Most of the experiences showed that sparse architectures produced by pruning are difficult to train from the start. This paper, however, present an algorithm to identify winning tickets and a series of experiments that support the lottery ticket hypothesis and the importance of these fortuitous initializations. It suggests that: 'A randomly-initialized, dense neural network contains a subnetwork that is initialized such that when trained in isolation, it can match the test accuracy of the original network after training for at most the same number of iterations.' 

In the experiments, they identified a winning ticket by training a network and pruning smallest-magnitude weights. The remaining, unpruned connections, constitute the architecture of the winning ticket. After that, each unpruned connection’s value was reset to its initialization from the original network before it was trained. Finally, pruned but re-initialized sparse network trained with same computational budget. It turned out the performance scores of the sparse neural network were similar with original dense network.

It was also suggested that using iterative pruning alleviate to find winning tickets that match the accuracy of the original network at smaller sizes than does one-shot pruning. To prove that, authors set a *n round* rule and at the end of each round they pruned %p of the network, re-initialized it and continue the learning process. 

This was one of the first papers that paved the way for dynamic sparse training literature. 

#Parameter Efficient Training of Deep Convolutional Neural Networks by Dynamic Sparse Reparameterization (Dynamic Sparse Reparameterization - DSR)
##ICML 2019
#### Hesham Mostafa, Xin Wang

This paper improves SET with a simple modification. SET applies magnitude pruning and random growing throughout its learning process. DSR also applies magnitude-based pruning but while growing new connections it considers free parameters in each layer. Highly sparse layers will receive less growth.

In other words, after removing $K$ number of parameters during the pruning phase, $K$ zero-initialized parameters are redistributed among the sparse parameter tensors: layers having larger fractions of non-zero weights receive proportionally more free parameters. This means, free parameters will be redistributed to layers whose parameters receive larger loss gradients.

****************************************

### EXERCISE:
Answer these questions from the passage on sparse network training.
1. In the winning-ticket experiments, what value was each unpruned connection reset to?
2. Besides magnitude pruning, what does SET apply throughout its learning process?
3. Under DSR, which layers receive proportionally more free parameters?

### AVAILABLE DATA:

****************************************

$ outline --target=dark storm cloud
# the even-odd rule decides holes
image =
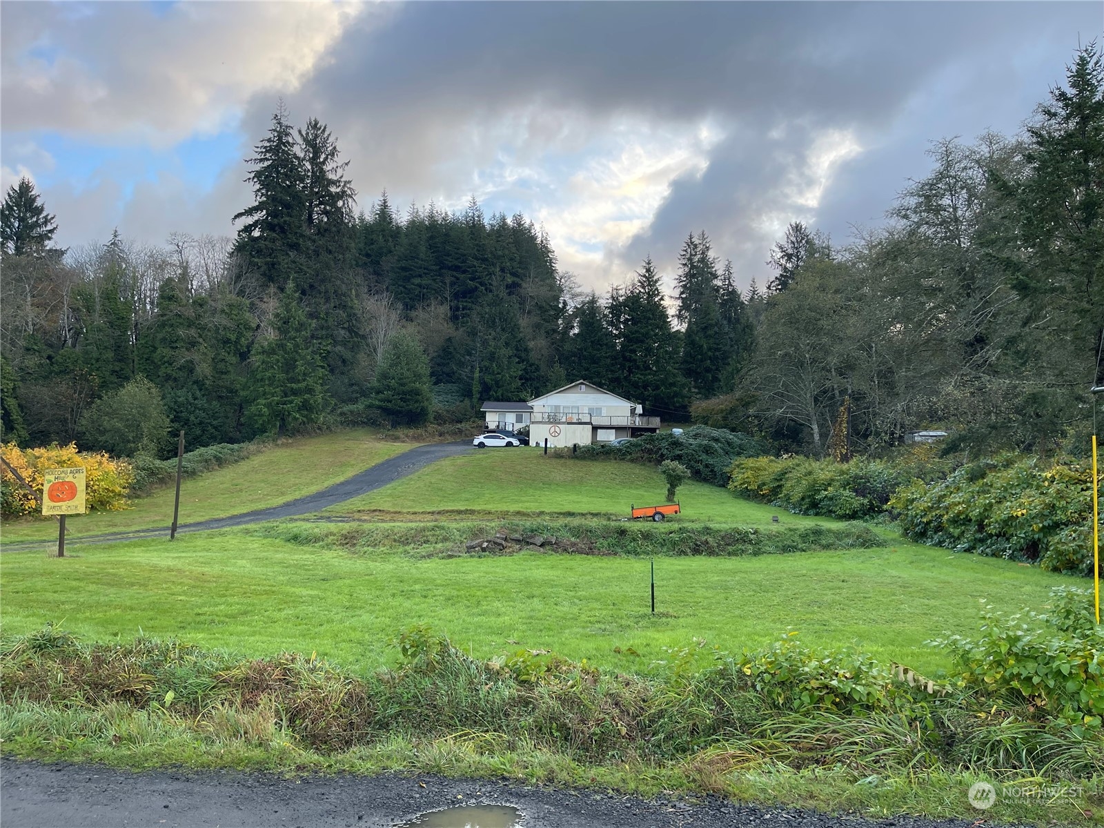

****************************************

### RESPONSE:
1. Its initialization from the original network before it was trained.
2. Random growing.
3. Layers having larger fractions of non-zero weights.